Your tasks.
[1] In the Hantzsch pyrrole synthesis text, update the passage that opens with the words containing "An alternative mechanism" and closes with "the carbonyl carbon.", replacing "nucleophilic substitution" with "SN2 displacement".
[2] Answer these questions from the Hantzsch pyrrole synthesis text:
(a) For whom is the synthesis named?
(b) What is lost in the step that gives an imine?
(c) In the alternative mechanism, which carbon of the α-haloketone does the enamine attack?

Hantzsch pyrrole synthesis
The Hantzsch Pyrrole Synthesis, named for Arthur Rudolf Hantzsch, is the chemical reaction of β-ketoesters (1) with ammonia (or primary amines) and α-haloketones (2) to give substituted pyrroles (3). Pyrroles are found in a variety of natural products with biological activity, so the synthesis of substituted pyrroles has important applications in medicinal chemistry. Alternative methods for synthesizing pyrroles exist, such as the Knorr Pyrrole Synthesis and Paal-Knorr Synthesis.
Below is one published mechanism for the reaction:
The mechanism starts with the amine (1) attacking the β carbon of the β-ketoesters (2), and eventually forming an enamine (3). The enamine then attacks the carbonyl carbon of the α-haloketone (4). This is followed by the loss of H2O, giving an imine (5). This intermediate undergoes an intramolecular nucleophilic attack, forming a 5-membered ring (6). Finally, a hydrogen is eliminated and the pi-bonds are rearranged in the ring, yielding the final product (7).
An alternative mechanism has been proposed in which the enamine (3) attacks the α-carbon of the α-haloketone (4) as part of a nucleophilic substitution, instead of attacking the carbonyl carbon.

Dataset extract.
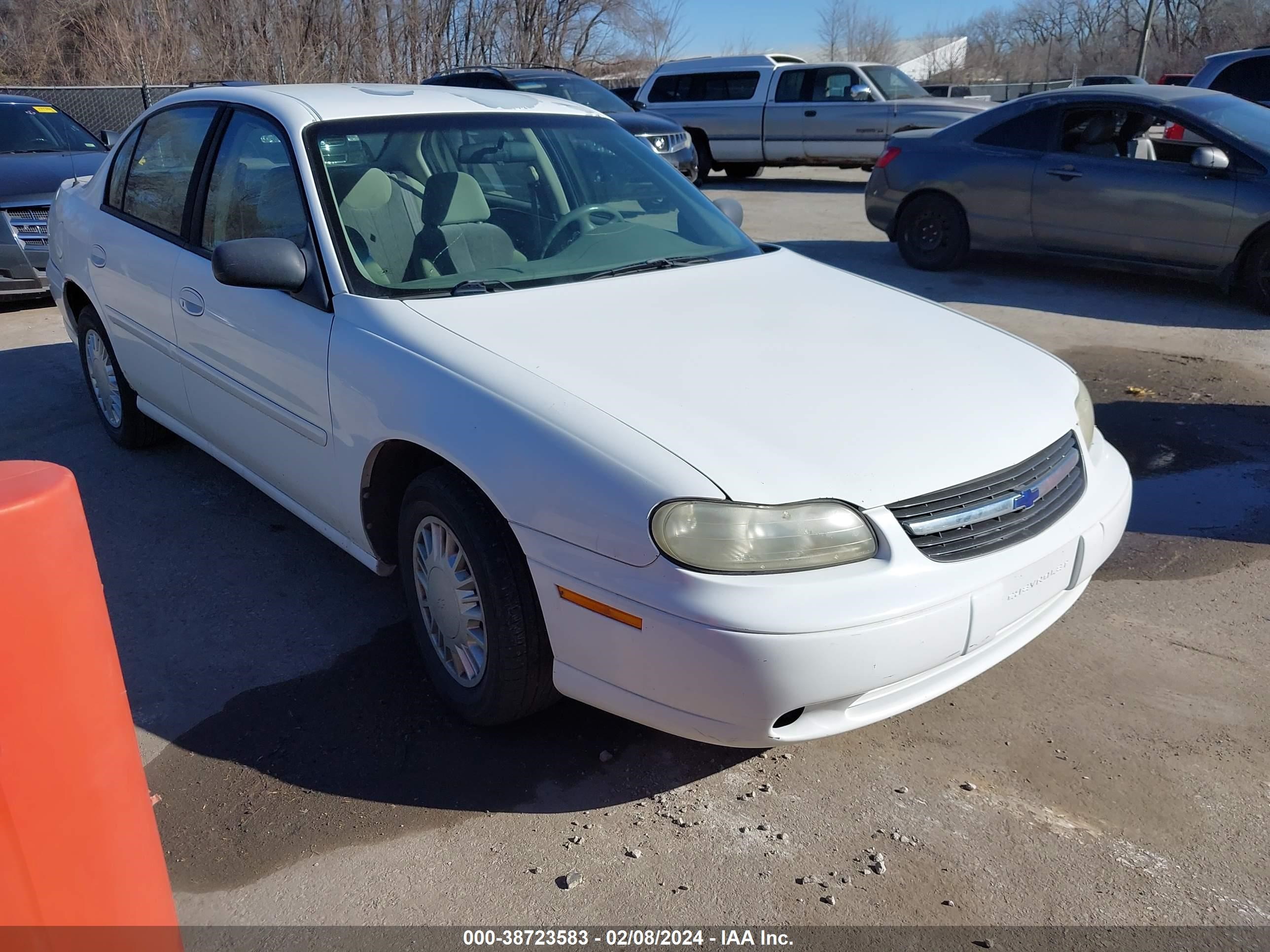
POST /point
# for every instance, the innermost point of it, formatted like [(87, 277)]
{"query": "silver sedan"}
[(1089, 174)]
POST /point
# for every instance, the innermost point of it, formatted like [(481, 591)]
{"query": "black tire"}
[(516, 680), (1256, 272), (134, 429), (705, 160), (933, 234)]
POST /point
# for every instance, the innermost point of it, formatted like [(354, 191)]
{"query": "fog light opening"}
[(786, 719)]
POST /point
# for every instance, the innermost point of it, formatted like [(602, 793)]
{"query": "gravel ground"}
[(1113, 772)]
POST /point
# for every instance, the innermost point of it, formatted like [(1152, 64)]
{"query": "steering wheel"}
[(582, 219)]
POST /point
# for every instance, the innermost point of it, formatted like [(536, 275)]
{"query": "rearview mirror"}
[(261, 263), (732, 208), (1211, 159)]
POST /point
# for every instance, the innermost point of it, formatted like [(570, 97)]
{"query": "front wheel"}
[(933, 234), (471, 602)]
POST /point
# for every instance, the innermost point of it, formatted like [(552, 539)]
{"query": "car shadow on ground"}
[(1017, 281), (771, 181), (282, 671)]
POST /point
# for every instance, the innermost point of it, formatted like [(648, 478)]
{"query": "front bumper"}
[(720, 658)]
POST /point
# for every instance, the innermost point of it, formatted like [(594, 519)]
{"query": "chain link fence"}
[(98, 107)]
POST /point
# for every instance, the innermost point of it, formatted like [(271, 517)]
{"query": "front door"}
[(836, 126), (1090, 197), (138, 234), (256, 360)]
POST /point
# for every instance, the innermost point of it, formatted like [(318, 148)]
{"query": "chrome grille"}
[(997, 510), (30, 225)]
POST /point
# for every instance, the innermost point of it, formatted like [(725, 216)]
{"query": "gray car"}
[(40, 148), (1088, 175)]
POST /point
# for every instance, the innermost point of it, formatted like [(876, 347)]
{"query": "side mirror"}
[(732, 208), (261, 263), (1211, 159)]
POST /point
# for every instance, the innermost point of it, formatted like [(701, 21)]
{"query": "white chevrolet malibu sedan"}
[(616, 450)]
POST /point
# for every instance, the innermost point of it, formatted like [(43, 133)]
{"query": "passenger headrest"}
[(1100, 129), (371, 191), (454, 199)]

Solutions to the tasks.
[1]
An alternative mechanism has been proposed in which the enamine (3) attacks the α-carbon of the α-haloketone (4) as part of a SN2 displacement, instead of attacking the carbonyl carbon.

[2]
(a) Arthur Rudolf Hantzsch
(b) H2O
(c) The α-carbon